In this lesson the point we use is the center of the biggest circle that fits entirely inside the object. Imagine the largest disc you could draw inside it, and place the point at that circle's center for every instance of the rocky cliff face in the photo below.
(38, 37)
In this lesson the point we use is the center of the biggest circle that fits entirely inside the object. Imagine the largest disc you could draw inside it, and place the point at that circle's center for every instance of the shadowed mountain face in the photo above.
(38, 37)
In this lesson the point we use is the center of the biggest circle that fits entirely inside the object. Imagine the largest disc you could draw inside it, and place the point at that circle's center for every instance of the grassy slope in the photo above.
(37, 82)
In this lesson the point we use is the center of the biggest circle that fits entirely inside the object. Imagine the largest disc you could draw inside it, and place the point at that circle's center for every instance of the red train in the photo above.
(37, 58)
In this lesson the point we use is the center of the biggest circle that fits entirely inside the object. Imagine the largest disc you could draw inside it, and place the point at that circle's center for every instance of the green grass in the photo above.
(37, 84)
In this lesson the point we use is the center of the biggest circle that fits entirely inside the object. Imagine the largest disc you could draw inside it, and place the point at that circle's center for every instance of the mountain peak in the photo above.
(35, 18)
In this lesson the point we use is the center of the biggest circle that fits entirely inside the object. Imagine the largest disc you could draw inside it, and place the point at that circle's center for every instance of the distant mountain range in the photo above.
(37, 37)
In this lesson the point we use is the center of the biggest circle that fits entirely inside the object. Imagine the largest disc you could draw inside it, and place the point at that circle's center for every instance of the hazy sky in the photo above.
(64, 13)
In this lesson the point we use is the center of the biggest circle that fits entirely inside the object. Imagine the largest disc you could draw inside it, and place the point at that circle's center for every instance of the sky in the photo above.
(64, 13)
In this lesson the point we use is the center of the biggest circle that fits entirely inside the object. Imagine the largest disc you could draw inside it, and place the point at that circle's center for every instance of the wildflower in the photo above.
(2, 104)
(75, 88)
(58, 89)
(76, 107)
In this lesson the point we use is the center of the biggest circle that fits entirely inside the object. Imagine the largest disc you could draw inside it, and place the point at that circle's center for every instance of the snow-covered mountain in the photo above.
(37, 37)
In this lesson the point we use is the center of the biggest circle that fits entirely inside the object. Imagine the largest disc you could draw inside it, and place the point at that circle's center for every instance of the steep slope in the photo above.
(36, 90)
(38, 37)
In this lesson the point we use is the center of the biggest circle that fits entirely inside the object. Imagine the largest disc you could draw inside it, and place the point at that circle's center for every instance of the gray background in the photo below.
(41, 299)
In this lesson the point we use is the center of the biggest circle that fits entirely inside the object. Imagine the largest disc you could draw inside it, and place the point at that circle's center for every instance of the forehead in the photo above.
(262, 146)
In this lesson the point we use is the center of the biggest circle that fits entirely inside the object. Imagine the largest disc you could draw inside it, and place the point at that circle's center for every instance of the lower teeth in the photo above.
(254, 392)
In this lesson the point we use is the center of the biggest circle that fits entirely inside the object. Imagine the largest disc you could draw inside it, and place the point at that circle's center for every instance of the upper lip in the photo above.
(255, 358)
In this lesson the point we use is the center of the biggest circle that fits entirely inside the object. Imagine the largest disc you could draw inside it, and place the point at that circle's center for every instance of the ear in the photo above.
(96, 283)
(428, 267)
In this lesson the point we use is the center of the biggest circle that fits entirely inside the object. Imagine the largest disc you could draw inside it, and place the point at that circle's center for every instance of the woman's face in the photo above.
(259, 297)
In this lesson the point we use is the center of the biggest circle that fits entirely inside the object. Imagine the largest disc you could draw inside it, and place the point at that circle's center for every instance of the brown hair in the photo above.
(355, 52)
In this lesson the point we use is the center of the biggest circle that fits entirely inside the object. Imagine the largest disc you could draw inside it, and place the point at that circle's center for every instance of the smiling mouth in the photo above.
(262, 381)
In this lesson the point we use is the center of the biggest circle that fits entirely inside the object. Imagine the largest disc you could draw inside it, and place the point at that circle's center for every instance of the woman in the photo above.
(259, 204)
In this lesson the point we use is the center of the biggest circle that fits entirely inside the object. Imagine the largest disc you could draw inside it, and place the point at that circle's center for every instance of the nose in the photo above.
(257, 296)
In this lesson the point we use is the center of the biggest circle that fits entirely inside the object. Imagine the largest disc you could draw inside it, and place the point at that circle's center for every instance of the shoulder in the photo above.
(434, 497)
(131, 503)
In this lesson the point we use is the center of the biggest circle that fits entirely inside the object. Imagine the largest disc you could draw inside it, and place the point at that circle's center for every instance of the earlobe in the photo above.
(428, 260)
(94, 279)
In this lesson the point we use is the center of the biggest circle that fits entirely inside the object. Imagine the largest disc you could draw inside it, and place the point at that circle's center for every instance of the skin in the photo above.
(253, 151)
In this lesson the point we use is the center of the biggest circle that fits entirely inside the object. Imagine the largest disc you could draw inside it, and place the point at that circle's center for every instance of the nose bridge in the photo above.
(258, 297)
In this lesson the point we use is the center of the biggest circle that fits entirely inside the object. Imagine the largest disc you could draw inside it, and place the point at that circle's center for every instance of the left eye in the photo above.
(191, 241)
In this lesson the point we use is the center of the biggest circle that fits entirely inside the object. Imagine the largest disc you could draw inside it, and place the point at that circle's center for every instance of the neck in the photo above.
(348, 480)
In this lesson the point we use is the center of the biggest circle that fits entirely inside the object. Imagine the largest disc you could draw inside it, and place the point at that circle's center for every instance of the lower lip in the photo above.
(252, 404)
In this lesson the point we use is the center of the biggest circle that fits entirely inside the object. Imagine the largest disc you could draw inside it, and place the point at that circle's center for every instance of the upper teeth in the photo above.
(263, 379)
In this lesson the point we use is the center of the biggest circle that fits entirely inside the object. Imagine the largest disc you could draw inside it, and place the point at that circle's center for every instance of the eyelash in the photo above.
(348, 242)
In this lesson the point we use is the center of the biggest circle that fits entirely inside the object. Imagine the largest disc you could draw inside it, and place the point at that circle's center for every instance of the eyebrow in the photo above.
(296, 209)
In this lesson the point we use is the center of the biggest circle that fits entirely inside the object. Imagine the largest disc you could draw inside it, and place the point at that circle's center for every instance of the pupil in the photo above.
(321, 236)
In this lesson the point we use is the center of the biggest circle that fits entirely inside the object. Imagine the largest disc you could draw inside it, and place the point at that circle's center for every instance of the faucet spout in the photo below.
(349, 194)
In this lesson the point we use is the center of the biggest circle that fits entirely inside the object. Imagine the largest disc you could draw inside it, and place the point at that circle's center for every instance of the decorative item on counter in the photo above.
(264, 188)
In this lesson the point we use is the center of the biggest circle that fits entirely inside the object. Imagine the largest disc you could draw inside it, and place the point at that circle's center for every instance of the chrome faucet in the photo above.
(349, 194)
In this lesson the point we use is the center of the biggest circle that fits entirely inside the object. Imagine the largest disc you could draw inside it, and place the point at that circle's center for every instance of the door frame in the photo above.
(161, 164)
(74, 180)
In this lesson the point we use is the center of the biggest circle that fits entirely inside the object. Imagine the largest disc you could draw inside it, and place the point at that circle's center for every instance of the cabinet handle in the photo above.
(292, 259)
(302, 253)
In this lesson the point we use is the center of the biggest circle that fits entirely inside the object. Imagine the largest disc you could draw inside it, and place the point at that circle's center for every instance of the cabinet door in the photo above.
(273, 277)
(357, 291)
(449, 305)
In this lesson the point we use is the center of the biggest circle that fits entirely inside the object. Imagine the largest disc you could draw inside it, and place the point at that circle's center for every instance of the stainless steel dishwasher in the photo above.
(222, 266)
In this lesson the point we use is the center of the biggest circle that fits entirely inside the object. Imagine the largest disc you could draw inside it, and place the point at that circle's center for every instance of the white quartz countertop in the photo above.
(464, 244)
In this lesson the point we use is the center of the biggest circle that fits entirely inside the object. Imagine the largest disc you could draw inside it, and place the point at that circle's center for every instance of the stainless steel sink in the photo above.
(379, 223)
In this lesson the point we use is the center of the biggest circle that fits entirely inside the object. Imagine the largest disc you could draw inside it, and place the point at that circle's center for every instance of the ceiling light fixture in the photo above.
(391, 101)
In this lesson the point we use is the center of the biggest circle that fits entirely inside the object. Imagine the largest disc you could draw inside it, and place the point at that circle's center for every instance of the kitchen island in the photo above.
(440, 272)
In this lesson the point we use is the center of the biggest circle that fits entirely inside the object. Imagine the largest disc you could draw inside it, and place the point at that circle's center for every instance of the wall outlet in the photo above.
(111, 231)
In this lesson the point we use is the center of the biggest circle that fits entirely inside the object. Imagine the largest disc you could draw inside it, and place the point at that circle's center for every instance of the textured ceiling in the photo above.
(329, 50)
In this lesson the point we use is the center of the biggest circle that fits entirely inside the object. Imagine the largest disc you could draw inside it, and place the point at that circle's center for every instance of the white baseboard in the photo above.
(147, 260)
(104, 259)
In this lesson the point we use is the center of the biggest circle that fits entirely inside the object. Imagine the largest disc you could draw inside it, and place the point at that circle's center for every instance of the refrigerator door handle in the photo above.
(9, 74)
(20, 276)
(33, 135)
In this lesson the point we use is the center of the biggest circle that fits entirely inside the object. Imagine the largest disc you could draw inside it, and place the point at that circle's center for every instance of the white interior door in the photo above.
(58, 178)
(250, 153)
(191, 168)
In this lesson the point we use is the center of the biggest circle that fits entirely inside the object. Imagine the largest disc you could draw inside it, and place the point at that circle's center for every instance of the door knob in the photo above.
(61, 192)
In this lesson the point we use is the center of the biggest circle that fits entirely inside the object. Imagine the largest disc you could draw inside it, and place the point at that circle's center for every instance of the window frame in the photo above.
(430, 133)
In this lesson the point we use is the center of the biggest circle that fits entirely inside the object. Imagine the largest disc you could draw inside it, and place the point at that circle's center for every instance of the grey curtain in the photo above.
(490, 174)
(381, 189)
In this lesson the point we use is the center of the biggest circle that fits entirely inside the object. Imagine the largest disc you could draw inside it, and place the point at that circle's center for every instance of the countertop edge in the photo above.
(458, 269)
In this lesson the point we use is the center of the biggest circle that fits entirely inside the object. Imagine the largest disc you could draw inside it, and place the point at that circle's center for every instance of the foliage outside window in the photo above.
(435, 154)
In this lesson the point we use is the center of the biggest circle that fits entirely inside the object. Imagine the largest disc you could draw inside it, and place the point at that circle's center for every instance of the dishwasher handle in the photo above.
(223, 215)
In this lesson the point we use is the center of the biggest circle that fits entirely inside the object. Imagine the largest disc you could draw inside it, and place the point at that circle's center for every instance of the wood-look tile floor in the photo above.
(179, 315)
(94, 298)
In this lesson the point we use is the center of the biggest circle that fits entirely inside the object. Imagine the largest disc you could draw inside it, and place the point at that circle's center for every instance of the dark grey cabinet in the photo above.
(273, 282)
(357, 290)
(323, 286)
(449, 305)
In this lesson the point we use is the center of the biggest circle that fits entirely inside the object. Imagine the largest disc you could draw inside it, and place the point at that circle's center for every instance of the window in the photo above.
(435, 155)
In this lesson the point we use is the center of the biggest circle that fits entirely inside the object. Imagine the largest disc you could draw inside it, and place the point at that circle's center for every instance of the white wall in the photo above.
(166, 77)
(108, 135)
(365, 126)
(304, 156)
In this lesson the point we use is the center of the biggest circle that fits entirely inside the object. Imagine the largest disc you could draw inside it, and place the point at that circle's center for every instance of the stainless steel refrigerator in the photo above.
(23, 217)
---
**Task instructions:** Exactly reproduce the lines that run from the line with "edge in the photo above." through the last line of the records, inclusive.

**Solution:**
In this lesson the point we use is the center of the biggest circle that fits entirely inside the object. Imagine the largest disc you could draw inside it, and place the point at that circle's center for every instance of the countertop edge in the photo above.
(458, 269)
In this lesson the point we use is the center of the biggest circle that fits entirely inside the object. Imagine the largest disc you could draw inside it, and place the point at that circle's center for every instance of the foliage outside window in the photo above.
(435, 154)
In this lesson the point we use is the center of the biggest circle that fits entirely inside the object. Imagine the largest disc you could draw inside it, and place the point at that circle's center for every instance of the dishwasher handle in the photo above.
(223, 215)
In this lesson the point we use is the center of the biggest circle that fits entirely inside the object. Imagine the largest disc you could draw inside it, and place the point at that circle's center for every instance of the wood-look tile floor in the photo above.
(179, 315)
(94, 298)
In this lesson the point we use is the center of the biggest circle that fits entirely inside the object. Imagine the largest disc you could draw inside it, and place the point at that circle's center for every instance of the dark grey cabinet in the photo above.
(273, 282)
(357, 290)
(323, 286)
(449, 305)
In this lesson the point we use is the center of the biggest circle that fits entirely inside the object. Imagine the largest disc you could draw inside it, and place the point at that circle's center for every instance of the window in the photo above.
(435, 155)
In this lesson the point we use is the center of the biggest circle that fits entirely inside the object. Imagine the largest disc you could draw inside it, and place the point at that circle's center for every instance of the white wall in the photo above.
(166, 77)
(108, 135)
(365, 126)
(304, 156)
In this lesson the point we use is the center of the biggest circle that fits entirely inside the object. Imagine the largest disc you could draw inside it, and place the point at that circle's center for every instance of the stainless steel refrigerator in the photo above.
(23, 217)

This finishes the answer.